> _Exercise details_:
Carry the Chronosphere and Google Cloud transcript from Google Next ’24 forward from the point where it stops.

> _Quoted text_:
┄┄┄┄┄┄┄┄┄┄

Chronosphere and Google Cloud at Google Next ’24

Featuring

Martin Mao Martin Co-Founder and CEO of Chronosphere
Martin Mao

Co-Founder and CEO | Chronosphere

Martin is a technologist with a history of solving problems at the largest scale in the world and is passionate about helping enterprises use cloud native observability and open source technologies to succeed on their cloud native journey. He’s now the Co-Founder & CEO of Chronosphere, a Series C startup with $348M in funding, backed by Greylock, Lux Capital, General Atlantic, Addition, and Founders Fund.

He was previously at Uber, where he led the development and SRE teams that created and operated M3. Previously, he worked at AWS, Microsoft, and Google. He and his family are based in the Seattle area, and he enjoys playing soccer and eating meat pies in his spare time.

Scott Barneson
Scott Barneson

Managing Director of ISV Sales & Partner GTM North America | Google Cloud

Overview

Chronosphere and Google Cloud partner together to offer organizations the power of a unified observability tool that helps manage costs and complexity. In this video, hear all about the momentum our partnership has seen over the past year, and what our latest product integration with Google Cloud Personalized Service Health means for our customers.

Transcript

Martin: My name is Martin Mao. I’m the CEO and co-founder of Chronosphere. We provide an observability solution for companies adopting cloud and cloud native architecture.

Scott: Hey, I’m Scott Barneson. Managing Director of ISV Sales and Partner Go To Market for Google Cloud in North America.

Martin: We’ve been a Google Cloud customer, and we’ve been running our platform on Google Cloud, since the very beginning. About a year ago, we became a Google Cloud partner with our announcement of being listed in the Google Cloud Marketplace.

┄┄┄┄┄┄┄┄┄┄

Point labels for objects
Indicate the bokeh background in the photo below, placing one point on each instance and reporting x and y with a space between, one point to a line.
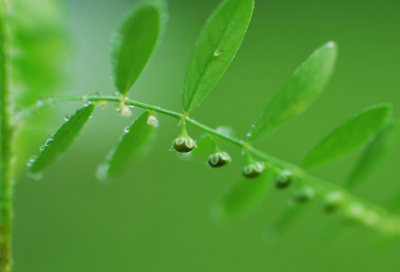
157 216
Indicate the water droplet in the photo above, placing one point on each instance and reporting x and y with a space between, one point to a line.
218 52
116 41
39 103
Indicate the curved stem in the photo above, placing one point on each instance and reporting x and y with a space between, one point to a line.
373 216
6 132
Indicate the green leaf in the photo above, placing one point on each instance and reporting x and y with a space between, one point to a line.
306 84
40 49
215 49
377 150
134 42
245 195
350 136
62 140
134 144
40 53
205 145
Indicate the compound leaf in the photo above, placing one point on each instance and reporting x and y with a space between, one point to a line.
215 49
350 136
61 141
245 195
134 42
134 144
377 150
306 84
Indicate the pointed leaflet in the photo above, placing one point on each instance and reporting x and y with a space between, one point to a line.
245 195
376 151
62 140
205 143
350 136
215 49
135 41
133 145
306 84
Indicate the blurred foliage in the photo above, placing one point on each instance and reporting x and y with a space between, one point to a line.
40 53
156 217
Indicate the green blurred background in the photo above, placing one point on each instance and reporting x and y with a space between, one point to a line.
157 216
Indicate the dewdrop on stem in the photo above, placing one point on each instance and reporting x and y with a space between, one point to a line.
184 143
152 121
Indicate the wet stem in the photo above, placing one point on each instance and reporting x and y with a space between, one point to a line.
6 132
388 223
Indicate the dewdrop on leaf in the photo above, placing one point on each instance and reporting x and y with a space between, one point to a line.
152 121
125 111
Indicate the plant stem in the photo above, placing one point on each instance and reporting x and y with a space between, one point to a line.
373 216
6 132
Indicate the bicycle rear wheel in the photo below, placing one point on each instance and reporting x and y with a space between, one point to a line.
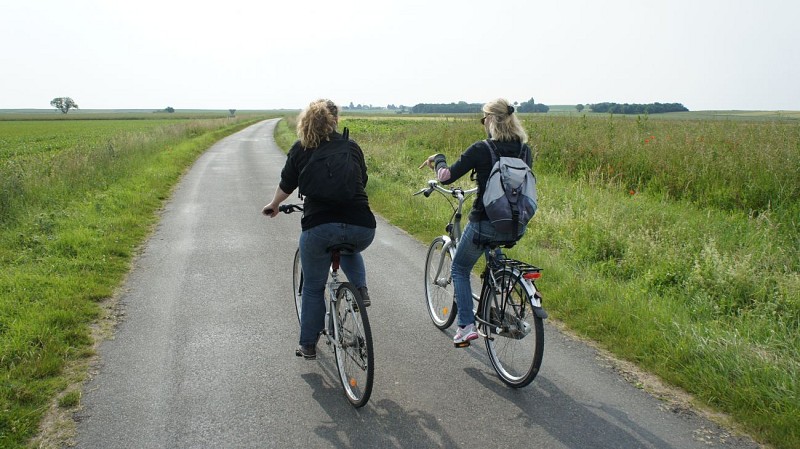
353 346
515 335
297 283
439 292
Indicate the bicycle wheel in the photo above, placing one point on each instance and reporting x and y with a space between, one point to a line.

┄┄┄┄┄┄┄┄┄┄

> _Reply to the task_:
We were looking for a cloud provider that would give us the best managed Kubernetes service in the industry. And that was clearly going to be Google and Google Cloud from day one.

Scott: When Martin and the team built Chronosphere to run on Google Cloud, focusing on this idea of cloud native observability is very much a natural partnership.

We hear from customers all the time: They’re looking to grow their environments, transform their businesses. And observability is one of those topics that continues to be a high priority.

Martin: We’ve been helping a lot of joint customers and customers that are leveraging Google Cloud: Big consumer apps like Snapchat, B2B leaders like Mixpanel, as well as startups like Dandy.

As our customers continue to ask for more capability in this space, we’ve seen more and more momentum in our partnership.

Chronosphere is squarely in the middle of that intersection of being cloud native and delivering high value applications to customers. We’ve been doing a lot of product integrations: integrating with BigQuery, as well as streaming a lot of the metric and monitoring data from GKE clusters.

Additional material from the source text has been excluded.